Mettre fin au calcul rétroactif en cas de changement réglementaire

Pour améliorer le HRI1, les scientifiques appellent aussi à figer les valeurs historiques de l’indicateur. À chaque évolution réglementaire, un calcul rétroactif sur la totalité de la série temporelle est actuellement effectué (depuis 2009). « Le recalcul donne une vision très optimiste puisque le retrait d’une substance active engendre son passage dans le groupe 4 et affecte mécaniquement d’un coefficient 64 toutes les valeurs de vente des années précédant le retrait », peut-on lire dans le rapport. 

Par exemple, un agriculteur traite l’année N une parcelle avec une substance active du groupe de risque 3 (coefficient 16) épandu à la dose de 1 000 g/ha (soit un HRI1 de 1 000 X 16 = 16 000 g). L'année suivante, la molécule est interdite et bascule dans le groupe 4 (coefficient 64). L’agriculteur remplace alors le produit par un autre du même groupe de risque. La décision réglementaire ayant un effet rétroactif, le calcul de l’HRI1 sera réévalué pour les années antérieures à l’interdiction, en utilisant le facteur de pondération 64. La contribution au HRI1 passerait de 64 000 g (1 000 g x 64) à 16 000 g, soit une réduction de 75 %. Le Nodu, lui, aurait montré une stagnation.

Mettre en place un nouvel indicateur européen

Face à ces écueils, les auteurs du rapport émettent l’idée de mettre en place un nouvel indicateur. Il s’agirait d’un indicateur de risque agrégé, inspiré du TAT, Total Applied Toxicity développé par des chercheurs allemands, qui permettrait de mieux prendre en compte la toxicité des substances actives sur la biodiversité et la santé humaine.

Pour être calculé, il mobiliserait les connaissances scientifiques disponibles sur l’écotoxicité de chacune des substances actives. Ces connaissances sont produites au moment de leur homologation au niveau européen. D’après les auteurs du rapport, c’est la base de données PPDB (Pesticide Property DataBase), gérée et alimentée par l’Université d’Hertfordshire en Angleterre, qui offre la couverture la plus importante des substances actives présentes dans la BNV-D (banque nationale des ventes de produits phytopharmaceutiques par les distributeurs agréés). Les scientifiques d'Inrae préconisent d’ailleurs un meilleur accès à ces informations, qui pourraient être rendues accessibles par l’Efsa (autorité européenne de sécurité des aliments).

Mesure l'effet des substances actives sur l'environnement

Concrètement, pour mettre en œuvre cet indicateur, les auteurs proposent de rendre compte de l’effet des substances actives en ciblant des espèces modèles pour lesquelles « les données écotoxicologiques sont les plus abondantes ». Dans le rapport, un exemple de calcul de risque agrégé est proposé pour les rats (pour estimer le risque potentiel pour l’humain), les abeilles (pour le rôle écosystémique de la pollinisation) et les poissons (pour mesurer les effets non intentionnels sur les milieux aquatiques). « Les choix taxonomiques et les pondérations à considérer relèveraient de la décision publique », considère le premier auteur du rapport. Cet indicateur pourrait rendre compte des évolutions interannuelles pour chaque État-Membre et être rapporté à la SAU ou à la surface du pays pour faciliter les comparaisons.

Reste à savoir si un tel indicateur pourrait être mis en place au niveau européen en lieu et place du HRI1 actuel et à quelle échéance... En attendant, si le Nodu continue d'être calculé chaque année par les pouvoirs publics pour assurer une continuité des données, c'est l'indicateur HRI1 qui reste utilisé pour rendre compte de l'utilisation des produits phytos.

(1) Aubertot J.-N., Garnault M., Gouy-Boussada V., Reboud X., Lannou C., Blanck M., Landrieu T., Humbert L., Huyghe C. 2025. Vers un indicateur harmonisé pour quantifier l'utilisation des produits phytopharmaceutiques et les risques associés. Rapport de saisine INRAE.

## ÉNONCÉ DE CONSIGNE
Dans le texte ci-dessus sur les indicateurs de produits phytopharmaceutiques, recopiez le passage qui s'ouvre sur les mots « Reste à savoir » et se termine par « de saisine INRAE. », en changeant « pouvoirs publics » en « autorités nationales ».

Données consignées
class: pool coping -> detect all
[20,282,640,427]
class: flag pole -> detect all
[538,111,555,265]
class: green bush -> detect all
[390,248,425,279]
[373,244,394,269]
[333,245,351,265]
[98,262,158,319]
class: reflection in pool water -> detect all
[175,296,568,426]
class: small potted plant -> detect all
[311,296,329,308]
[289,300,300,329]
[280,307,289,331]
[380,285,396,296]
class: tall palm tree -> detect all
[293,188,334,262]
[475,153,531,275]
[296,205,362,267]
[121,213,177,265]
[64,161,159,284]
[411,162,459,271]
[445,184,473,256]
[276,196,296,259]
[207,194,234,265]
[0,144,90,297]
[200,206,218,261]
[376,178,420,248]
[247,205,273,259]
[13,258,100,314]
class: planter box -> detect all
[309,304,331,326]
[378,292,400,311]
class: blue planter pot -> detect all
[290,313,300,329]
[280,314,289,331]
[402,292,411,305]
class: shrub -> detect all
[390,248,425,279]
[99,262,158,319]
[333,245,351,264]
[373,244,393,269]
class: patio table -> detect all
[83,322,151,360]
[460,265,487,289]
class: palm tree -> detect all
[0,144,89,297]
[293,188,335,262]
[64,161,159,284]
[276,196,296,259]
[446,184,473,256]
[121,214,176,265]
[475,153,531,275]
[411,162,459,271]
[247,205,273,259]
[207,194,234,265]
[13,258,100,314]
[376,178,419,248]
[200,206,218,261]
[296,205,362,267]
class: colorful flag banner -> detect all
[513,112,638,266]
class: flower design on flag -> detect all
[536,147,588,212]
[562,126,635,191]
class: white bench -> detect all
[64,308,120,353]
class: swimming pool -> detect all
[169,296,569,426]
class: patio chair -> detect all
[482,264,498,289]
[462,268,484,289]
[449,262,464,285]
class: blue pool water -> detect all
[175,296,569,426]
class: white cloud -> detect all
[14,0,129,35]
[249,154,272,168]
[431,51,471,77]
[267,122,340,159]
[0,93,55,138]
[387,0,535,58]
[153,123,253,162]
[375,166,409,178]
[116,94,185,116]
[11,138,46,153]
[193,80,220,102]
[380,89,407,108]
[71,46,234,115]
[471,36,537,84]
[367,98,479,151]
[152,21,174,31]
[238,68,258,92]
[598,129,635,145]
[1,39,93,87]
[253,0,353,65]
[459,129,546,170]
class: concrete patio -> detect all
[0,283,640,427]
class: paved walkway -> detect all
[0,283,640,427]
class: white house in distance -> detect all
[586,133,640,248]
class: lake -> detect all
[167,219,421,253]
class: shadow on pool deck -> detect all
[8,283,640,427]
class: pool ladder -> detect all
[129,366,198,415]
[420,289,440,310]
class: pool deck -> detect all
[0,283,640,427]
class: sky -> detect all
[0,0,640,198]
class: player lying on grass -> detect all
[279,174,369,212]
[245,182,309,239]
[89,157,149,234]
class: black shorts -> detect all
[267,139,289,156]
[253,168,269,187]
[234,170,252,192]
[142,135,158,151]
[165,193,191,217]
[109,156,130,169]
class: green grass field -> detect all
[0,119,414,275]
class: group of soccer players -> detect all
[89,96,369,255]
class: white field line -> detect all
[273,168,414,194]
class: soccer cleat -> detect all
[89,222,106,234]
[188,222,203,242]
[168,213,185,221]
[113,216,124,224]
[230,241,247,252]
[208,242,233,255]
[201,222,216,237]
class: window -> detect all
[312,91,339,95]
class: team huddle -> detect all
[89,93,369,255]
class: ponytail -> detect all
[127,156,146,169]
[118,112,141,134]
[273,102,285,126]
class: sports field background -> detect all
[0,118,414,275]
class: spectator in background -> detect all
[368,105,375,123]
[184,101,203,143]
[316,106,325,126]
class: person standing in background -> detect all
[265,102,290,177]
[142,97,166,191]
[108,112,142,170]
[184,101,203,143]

## RÉPONSE À LA CONSIGNE
Reste à savoir si un tel indicateur pourrait être mis en place au niveau européen en lieu et place du HRI1 actuel et à quelle échéance... En attendant, si le Nodu continue d'être calculé chaque année par les autorités nationales pour assurer une continuité des données, c'est l'indicateur HRI1 qui reste utilisé pour rendre compte de l'utilisation des produits phytos.

(1) Aubertot J.-N., Garnault M., Gouy-Boussada V., Reboud X., Lannou C., Blanck M., Landrieu T., Humbert L., Huyghe C. 2025. Vers un indicateur harmonisé pour quantifier l'utilisation des produits phytopharmaceutiques et les risques associés. Rapport de saisine INRAE.